##### DOCUMENT TEXT #####

Stats: 14-0, 1.84 ERA, 122 IP, 114 K, 39 BB


So. RHP Drew Rasmussen

Stats: 3-0, 0.79 ERA, 22.2 IP, 24 K, 5 BB

On Jake Thompson: The number that grabs the eye is his record — Thompson’s 14 wins are two more than anyone else in the country. He’s a big, strong right-hander who can run the ball up in the mid 90s, though his strikeout numbers don’t necessarily correlate with his power stuff. And while his overall numbers are outstanding, he’s been knocked around a little bit lately. He started the Beavers’ College World Series opener against Cal State Fullerton and did not make it out of the fourth inning, allowing five runs on three hits and three walks. In his past four starts (during which he is 2-0), he has allowed 14 earned runs in 24 innings — a 5.25 ERA. He had only allowed 11 earned runs in his previous 15 appearances.

On Drew Rasmussen: Rasmussen didn’t pitch until late April this season after recovering from Tommy John surgery, but he has been lights out since his return. He also pitched in Oregon State’s CWS opener, striking out a pair in a perfect ninth inning that made LSU coach Paul Mainieri make a comparison that LSU fans probably don’t want to hear. “He pitched an inning like Zack Hess, so to speak. That’s basically who he is; he’s Zack Hess.” The one drawback to using Rasmussen might be his stamina coming off his injury. He has only logged three games with 70 or more pitches this season, and has not thrown more than 84. His longest outing this season was six innings against Abilene Christian in the NCAA regional. That doesn’t change the fact that he will be a tough obstacle for LSU if Oregon State decides to use him.

#####

▸ THINGS TO DO:
(1) Using the text on the Oregon State pitchers, answer these:
(a) How many more wins does Thompson have than anyone else in the country?
(b) Which team did the Beavers face in their College World Series opener?
(c) What was Rasmussen's longest outing this season, and against whom?
(2) Reproduce the text on the Oregon State pitchers from "So. RHP Drew" to "previous 15 appearances." word for word.

##### ENTRIES PROVIDED #####

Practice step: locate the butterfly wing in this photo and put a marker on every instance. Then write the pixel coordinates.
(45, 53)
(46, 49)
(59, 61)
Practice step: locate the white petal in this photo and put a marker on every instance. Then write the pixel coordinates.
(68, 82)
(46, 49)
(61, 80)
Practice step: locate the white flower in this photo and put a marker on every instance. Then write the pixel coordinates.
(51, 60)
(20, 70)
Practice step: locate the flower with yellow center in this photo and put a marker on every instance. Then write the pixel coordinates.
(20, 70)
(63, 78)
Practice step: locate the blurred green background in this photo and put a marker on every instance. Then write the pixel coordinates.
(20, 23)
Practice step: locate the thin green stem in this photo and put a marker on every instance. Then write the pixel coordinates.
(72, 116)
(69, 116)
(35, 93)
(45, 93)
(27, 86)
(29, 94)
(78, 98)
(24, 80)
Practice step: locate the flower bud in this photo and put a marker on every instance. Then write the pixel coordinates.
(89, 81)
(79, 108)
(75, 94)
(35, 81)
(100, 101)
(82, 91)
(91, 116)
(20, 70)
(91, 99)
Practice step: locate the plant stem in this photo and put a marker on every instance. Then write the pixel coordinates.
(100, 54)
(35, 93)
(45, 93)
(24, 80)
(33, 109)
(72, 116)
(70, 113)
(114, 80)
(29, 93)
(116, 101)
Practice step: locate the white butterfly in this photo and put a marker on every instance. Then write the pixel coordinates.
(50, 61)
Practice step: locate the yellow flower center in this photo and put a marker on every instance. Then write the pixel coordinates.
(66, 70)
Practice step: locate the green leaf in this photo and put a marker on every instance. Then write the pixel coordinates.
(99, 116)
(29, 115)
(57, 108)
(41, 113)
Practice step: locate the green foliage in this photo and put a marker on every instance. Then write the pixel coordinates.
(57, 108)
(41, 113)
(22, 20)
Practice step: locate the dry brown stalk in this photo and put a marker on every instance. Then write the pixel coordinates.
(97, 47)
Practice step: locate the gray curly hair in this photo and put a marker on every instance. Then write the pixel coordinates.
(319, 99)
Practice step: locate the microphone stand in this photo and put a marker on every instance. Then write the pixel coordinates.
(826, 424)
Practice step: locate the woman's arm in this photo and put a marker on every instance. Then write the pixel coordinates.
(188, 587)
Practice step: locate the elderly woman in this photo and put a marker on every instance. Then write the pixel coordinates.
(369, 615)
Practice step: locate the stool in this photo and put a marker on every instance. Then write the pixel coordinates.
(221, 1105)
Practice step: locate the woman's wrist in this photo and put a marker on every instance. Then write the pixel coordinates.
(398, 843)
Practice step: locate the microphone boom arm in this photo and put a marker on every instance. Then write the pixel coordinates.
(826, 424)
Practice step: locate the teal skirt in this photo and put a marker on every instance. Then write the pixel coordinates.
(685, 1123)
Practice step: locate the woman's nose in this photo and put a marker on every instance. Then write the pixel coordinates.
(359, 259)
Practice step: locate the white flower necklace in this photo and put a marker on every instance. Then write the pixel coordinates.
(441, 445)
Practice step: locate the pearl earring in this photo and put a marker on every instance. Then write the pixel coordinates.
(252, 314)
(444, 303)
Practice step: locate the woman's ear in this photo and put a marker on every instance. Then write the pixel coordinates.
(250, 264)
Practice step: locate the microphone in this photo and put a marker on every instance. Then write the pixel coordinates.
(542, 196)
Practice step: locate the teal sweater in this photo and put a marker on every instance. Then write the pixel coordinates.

#####

▸ SOLUTIONS TO EACH TASK:
(1)
(a) Two.
(b) Cal State Fullerton.
(c) Six innings, against Abilene Christian in the NCAA regional.

(2)
So. RHP Drew Rasmussen

Stats: 3-0, 0.79 ERA, 22.2 IP, 24 K, 5 BB

On Jake Thompson: The number that grabs the eye is his record — Thompson’s 14 wins are two more than anyone else in the country. He’s a big, strong right-hander who can run the ball up in the mid 90s, though his strikeout numbers don’t necessarily correlate with his power stuff. And while his overall numbers are outstanding, he’s been knocked around a little bit lately. He started the Beavers’ College World Series opener against Cal State Fullerton and did not make it out of the fourth inning, allowing five runs on three hits and three walks. In his past four starts (during which he is 2-0), he has allowed 14 earned runs in 24 innings — a 5.25 ERA. He had only allowed 11 earned runs in his previous 15 appearances.